What you are asked to do -> Find the line holding "of the rusted" in the entries below. Give it again exactly, along with every line after it up to and including the line holding "the horse sculpture;".

Dataset ->
Start of Block
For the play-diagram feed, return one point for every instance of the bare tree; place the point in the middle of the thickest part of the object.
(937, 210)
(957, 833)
End of Block
Start of Block
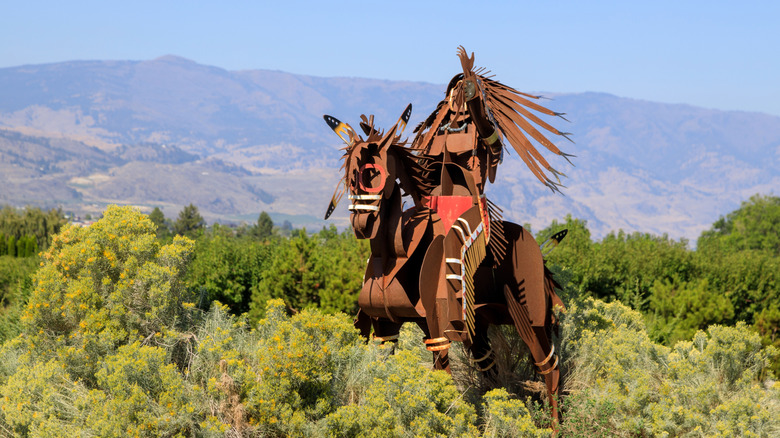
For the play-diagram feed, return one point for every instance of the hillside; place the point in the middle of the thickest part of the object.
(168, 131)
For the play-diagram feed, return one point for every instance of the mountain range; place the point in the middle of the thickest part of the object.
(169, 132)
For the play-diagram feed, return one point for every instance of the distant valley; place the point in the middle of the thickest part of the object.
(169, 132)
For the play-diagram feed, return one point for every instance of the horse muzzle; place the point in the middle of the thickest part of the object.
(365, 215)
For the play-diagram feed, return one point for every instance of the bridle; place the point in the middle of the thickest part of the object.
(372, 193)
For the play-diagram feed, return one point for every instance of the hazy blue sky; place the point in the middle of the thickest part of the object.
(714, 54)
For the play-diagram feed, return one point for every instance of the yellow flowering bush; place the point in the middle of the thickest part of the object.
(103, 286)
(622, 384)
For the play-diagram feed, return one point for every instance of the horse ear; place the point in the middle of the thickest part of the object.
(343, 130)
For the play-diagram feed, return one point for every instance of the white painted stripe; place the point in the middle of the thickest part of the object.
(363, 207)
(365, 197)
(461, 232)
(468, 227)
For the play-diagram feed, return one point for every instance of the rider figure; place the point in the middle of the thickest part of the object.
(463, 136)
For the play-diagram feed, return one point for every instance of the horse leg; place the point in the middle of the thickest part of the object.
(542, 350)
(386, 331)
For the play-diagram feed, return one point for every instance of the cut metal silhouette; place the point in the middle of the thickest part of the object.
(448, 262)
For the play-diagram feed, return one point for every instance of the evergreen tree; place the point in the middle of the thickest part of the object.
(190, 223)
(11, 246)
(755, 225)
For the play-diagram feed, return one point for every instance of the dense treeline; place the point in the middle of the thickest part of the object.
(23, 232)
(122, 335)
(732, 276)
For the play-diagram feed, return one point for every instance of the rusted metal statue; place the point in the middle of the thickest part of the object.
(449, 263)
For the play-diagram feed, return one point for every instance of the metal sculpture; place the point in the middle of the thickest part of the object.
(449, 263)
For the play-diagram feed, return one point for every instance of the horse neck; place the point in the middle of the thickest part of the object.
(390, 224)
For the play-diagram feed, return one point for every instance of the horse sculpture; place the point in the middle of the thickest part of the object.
End of Block
Start of Block
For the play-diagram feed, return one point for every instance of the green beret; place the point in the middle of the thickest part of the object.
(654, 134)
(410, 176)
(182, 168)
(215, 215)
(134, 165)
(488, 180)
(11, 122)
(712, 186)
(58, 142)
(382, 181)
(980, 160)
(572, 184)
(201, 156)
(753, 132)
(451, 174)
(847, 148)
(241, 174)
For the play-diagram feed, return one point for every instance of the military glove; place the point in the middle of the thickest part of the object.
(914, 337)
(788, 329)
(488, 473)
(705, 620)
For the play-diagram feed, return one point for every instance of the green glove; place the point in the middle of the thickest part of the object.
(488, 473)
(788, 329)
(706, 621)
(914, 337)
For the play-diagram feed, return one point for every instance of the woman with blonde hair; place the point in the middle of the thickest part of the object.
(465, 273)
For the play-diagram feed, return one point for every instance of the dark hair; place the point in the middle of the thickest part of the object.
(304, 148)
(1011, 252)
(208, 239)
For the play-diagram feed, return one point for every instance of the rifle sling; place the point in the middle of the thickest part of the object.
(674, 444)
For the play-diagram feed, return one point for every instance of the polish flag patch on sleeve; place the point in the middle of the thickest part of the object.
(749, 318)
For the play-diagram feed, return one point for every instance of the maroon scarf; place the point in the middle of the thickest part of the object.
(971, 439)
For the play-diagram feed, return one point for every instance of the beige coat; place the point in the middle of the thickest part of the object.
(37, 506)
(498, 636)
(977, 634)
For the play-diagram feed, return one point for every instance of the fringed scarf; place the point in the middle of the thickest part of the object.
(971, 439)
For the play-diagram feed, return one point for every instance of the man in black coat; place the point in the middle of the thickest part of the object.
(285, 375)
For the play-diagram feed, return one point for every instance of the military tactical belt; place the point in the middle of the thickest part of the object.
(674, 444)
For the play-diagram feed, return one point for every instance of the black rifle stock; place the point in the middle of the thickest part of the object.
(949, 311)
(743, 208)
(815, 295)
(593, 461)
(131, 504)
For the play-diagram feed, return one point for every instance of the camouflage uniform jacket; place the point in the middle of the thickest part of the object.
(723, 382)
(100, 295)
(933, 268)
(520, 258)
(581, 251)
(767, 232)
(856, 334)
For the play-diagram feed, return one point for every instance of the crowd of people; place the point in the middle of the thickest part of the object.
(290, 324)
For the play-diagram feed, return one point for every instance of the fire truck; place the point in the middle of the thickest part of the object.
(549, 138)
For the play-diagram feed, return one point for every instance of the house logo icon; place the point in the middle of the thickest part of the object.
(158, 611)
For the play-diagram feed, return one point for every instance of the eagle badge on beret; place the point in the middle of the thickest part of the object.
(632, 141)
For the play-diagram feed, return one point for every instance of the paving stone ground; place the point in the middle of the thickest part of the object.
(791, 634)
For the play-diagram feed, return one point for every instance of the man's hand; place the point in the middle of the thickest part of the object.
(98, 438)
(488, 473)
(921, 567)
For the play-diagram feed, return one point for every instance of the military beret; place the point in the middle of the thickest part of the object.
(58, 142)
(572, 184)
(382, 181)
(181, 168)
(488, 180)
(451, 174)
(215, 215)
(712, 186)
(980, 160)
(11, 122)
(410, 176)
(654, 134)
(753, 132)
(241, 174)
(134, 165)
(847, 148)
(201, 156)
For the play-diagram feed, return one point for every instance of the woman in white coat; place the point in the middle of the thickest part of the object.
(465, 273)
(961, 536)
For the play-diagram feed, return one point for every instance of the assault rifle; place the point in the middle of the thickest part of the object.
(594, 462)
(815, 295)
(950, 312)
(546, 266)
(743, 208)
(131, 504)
End of Block
Response below ->
For the play-diagram feed, return one point for every instance of the rusted metal statue; place the point in the middle of the thickest part of the object.
(449, 263)
For the play-diagram feed, return one point for every instance of the metal sculpture; place the point in the middle of the thickest part of the object.
(449, 263)
For the play-diagram feed, return one point for every instance of the horse neck; place the point in the middle of the thickest part of the object.
(390, 224)
For the play-diagram feed, return one point for every instance of the horse sculpture; place the point in the middle of the thickest part of the object.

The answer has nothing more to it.